Um Ihnen — insbesondere Herrn Baum und anderen — das ganz deutlich zu sagen: Ich glaube, es ist das Elend der deutschen Politik, daß stets und ständig versucht wird — gerade von Ihnen aus der FDP —, aus jeder Niederlage einen Sieg zu machen.
Sie haben verloren, und Sie haben sich der Koalitionsräson gebeugt. Warum kommen Sie nicht hierher und stehen dazu? Sie könnten doch auf das Verständnis des Parlaments, der deutschen Öffentlichkeit rechnen, wenn Sie endlich einmal aufhören würden, aus jeder Niederlage, die Sie erleiden, einen Sieg herbeizudefinieren. Das schadet Ihnen unglaublich, das läßt Sie all Ihre Glaubwürdigkeit verlieren. Das gilt insbesondere für diejenigen, die doch noch vor ein paar Tagen lauthals gesagt haben: Buschhaus darf nicht unentschwefelt ans Netz gehen, und jetzt diesem Kompromiß zustimmen. Wie müssen Sie sich vor sich selber eigentlich fühlen?
Ich komme jetzt zu Herrn Albrecht.

§ Einträge
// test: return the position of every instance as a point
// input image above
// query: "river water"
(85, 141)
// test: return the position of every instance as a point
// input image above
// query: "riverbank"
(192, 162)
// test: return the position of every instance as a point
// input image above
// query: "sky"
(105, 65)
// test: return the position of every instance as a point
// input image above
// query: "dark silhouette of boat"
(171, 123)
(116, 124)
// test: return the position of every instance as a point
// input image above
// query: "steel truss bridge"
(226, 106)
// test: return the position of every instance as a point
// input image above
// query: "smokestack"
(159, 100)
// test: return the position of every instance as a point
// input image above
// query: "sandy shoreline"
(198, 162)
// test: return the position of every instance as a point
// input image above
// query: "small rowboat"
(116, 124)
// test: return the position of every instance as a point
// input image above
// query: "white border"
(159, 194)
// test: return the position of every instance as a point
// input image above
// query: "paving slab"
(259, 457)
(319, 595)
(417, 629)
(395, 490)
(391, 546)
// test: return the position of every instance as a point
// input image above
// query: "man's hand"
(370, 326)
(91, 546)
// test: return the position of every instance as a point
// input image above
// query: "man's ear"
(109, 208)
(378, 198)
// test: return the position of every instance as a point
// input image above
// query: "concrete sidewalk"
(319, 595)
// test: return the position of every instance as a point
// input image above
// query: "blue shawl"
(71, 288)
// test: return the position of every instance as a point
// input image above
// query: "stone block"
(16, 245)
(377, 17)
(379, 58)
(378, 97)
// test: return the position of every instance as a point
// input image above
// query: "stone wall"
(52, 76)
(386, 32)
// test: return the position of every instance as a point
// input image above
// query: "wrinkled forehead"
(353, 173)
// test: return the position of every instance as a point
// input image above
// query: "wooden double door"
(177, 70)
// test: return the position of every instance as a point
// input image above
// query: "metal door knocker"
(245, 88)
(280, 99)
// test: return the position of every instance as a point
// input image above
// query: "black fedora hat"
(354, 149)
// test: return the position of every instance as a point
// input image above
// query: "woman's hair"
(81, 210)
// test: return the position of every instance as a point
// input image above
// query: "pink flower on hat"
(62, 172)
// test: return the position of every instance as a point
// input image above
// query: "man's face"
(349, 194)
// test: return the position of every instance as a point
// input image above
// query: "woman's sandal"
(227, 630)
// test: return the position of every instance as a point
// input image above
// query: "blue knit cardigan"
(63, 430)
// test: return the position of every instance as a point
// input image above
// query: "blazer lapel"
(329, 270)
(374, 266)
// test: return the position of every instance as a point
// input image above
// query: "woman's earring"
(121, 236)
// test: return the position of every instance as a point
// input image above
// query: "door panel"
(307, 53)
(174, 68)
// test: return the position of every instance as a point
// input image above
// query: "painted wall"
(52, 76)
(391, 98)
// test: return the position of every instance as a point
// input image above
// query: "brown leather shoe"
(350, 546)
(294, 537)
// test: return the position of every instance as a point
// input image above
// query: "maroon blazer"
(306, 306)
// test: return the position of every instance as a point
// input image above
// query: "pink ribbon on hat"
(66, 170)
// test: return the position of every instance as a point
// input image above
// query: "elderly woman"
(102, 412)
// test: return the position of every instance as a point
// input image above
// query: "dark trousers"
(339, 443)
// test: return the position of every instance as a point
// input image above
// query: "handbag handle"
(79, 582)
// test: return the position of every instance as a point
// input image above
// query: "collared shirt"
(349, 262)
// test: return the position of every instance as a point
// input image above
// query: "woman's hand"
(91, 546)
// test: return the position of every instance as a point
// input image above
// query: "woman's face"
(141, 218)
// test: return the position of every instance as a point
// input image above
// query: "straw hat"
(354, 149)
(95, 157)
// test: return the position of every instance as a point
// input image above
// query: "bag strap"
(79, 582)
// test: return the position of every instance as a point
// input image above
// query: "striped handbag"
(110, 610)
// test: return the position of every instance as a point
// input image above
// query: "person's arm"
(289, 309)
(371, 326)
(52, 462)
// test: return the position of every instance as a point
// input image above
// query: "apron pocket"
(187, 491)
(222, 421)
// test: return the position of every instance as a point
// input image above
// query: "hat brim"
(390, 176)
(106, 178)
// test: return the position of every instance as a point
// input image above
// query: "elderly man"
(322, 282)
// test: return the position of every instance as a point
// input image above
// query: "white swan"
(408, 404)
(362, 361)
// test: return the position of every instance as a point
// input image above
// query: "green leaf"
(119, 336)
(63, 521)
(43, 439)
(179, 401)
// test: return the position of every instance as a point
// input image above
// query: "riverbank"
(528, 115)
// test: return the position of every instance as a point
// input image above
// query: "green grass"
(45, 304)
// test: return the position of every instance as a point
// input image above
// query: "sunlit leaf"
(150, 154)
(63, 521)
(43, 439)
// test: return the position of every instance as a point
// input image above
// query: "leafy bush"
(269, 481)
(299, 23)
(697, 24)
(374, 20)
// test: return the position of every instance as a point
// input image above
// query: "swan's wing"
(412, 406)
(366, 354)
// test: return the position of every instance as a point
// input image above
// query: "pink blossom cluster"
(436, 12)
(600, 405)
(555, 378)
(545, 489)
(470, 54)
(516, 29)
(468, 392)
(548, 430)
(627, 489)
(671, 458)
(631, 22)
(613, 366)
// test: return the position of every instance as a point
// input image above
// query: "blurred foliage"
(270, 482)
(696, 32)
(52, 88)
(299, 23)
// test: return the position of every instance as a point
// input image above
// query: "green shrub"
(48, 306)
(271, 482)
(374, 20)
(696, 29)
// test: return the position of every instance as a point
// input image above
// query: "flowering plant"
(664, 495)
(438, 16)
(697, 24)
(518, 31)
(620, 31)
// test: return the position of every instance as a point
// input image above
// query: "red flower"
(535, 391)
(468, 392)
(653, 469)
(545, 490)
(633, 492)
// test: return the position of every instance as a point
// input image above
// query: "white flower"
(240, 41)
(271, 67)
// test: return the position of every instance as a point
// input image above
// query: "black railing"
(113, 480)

§ Aufgaben
A: Beantworten Sie zum Redeauszug über Buschhaus diese Fragen:
(i) Was nennt der Redner das Elend der deutschen Politik?
(ii) Was durfte laut den Worten von vor ein paar Tagen nicht unentschwefelt ans Netz gehen?
(iii) Zu wem kommt der Redner im letzten Satz?
B: Setzen Sie den Redeauszug über Buschhaus nach seinem letzten Satz fort.

§ Antworten
A:
(i) Dass stets und ständig versucht wird, aus jeder Niederlage einen Sieg zu machen.
(ii) Buschhaus.
(iii) Zu Herrn Albrecht.

B:
Herr Albrecht hat uns die Sorge um die Arbeitsplätze hier deutlich gemacht. Ausgerechnet Herr Albrecht,
der zehn Thesen zur Wirtschaftspolitik auf den Tisch legt, die nichts weiter sind als der Versuch,
die gegenwärtige wirtschaftliche Krise auf die Schultern der Arbeitnehmer alleine zu laden:
ausgerechnet dieser Herr Albrecht, der doch nun wahrlich auf der Sonnenseite des Lebens groß geworden ist und da geblieben ist,
ausgerechnet der macht sich zum Sprecher von Arbeitnehmerinteressen.
Herr Albrecht, wo waren Sie denn, als es um 2 000 Arbeitsplätze bei der Hanomag AG in Hannover ging und als ich Sie gebeten habe, direkt zu intervenieren, um 2 000 Arbeitsplätze in Hannover zu retten? Wo waren Sie da? Ich habe im Ohr, was Sie mir gesagt haben. Sie haben mir gesagt, eine direkte Intervention zur Rettung der 2 000 Arbeitsplätze in Hannover käme für Sie aus ordnungspolitischen Gründen nicht in Frage.
Wie, glauben Sie, haben sich diese Familien gefühlt, als sie von Ihnen diese Antwort bekommen haben?
Ich bin der Auffassung, daß man als jemand mit dieser Geschichte sehr vorsichtig sein sollte, sich hier als Anwalt von Arbeitnehmerinteressen im Land aufzuspielen.